━━ Record list

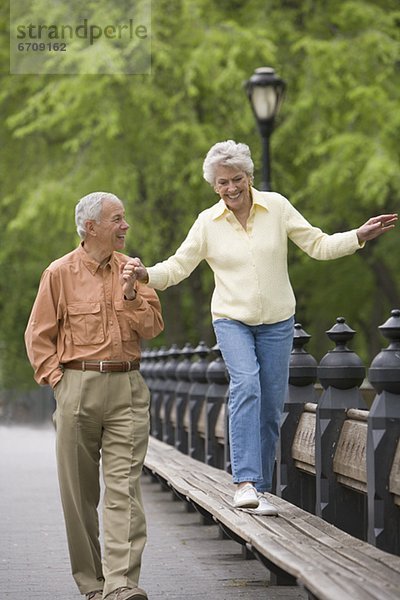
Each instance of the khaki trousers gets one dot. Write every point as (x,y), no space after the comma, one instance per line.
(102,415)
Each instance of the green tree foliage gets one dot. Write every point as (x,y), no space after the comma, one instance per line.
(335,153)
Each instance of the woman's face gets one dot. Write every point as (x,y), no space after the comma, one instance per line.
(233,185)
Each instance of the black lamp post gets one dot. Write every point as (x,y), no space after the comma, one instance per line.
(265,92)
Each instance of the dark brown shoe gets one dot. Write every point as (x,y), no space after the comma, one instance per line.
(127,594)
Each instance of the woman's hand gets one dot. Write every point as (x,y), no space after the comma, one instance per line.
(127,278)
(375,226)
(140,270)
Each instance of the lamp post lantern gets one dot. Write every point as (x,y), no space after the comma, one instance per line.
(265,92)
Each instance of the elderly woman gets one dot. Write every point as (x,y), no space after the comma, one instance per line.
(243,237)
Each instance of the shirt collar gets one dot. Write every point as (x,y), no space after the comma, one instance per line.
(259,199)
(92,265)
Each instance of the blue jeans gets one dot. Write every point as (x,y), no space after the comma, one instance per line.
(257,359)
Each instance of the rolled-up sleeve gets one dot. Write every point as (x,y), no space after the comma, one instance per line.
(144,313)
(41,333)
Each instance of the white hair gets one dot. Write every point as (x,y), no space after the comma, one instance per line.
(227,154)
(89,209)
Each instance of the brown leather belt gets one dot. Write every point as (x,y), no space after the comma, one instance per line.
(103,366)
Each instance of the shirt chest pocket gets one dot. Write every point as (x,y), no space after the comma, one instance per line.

━━━━

## Exercise
Images should not appear in the copy; retype the listing above exactly.

## Exercise solution
Each instance of the khaki trousers gets one dot. Write every point as (x,y), no space after the comma, one instance per line.
(102,415)
Each instance of the green tree foliage gets one dot. Write every point as (x,y), no space after the comma, one instance per line.
(335,153)
Each instance of the woman's face gets one dot. Write every point as (x,y), no space after the comma, one instance per line.
(233,185)
Each instance of the black lamp post gets one dot. Write every point as (x,y), no space after the comma, one instance per line.
(265,92)
Each instance of the dark brown shoe gets one dot. Write every point as (x,y), no space after the comma, one instance per line.
(127,594)
Each instance of the woman's hand gets one dot. Write every point as (x,y), no space after the comma, one instance per line.
(127,278)
(375,226)
(140,270)
Each instance of the lamp post lantern gets one dot. Write every point as (x,y), no space after the comma, one instance per line.
(265,92)
Each instance of the elderly woman gets one dot. Write every point as (x,y), no space after the comma, one instance per line.
(243,237)
Each instance of the shirt collar gets one dot. Write every point as (x,y), no space after the comma, one instance per line.
(259,199)
(92,265)
Each instance of the blue jeans gets one dot. Write every point as (x,y), no space after the comma, one instance per line.
(257,359)
Each instance of the rolled-up sleeve gets one dot. Write every point as (x,y), no space after the comma, one instance per line.
(144,313)
(41,333)
Each instance of the white hair gets one dot. Write every point as (x,y), no space after the comma, one instance per line.
(227,154)
(89,209)
Each instance of the brown leather belt gets one dot. Write every point as (x,y), no space after the comma, one instance per line.
(103,366)
Each instance of the shirt chest pocket gets one dot. Write every point as (x,y), no space after the comma, one instance per line.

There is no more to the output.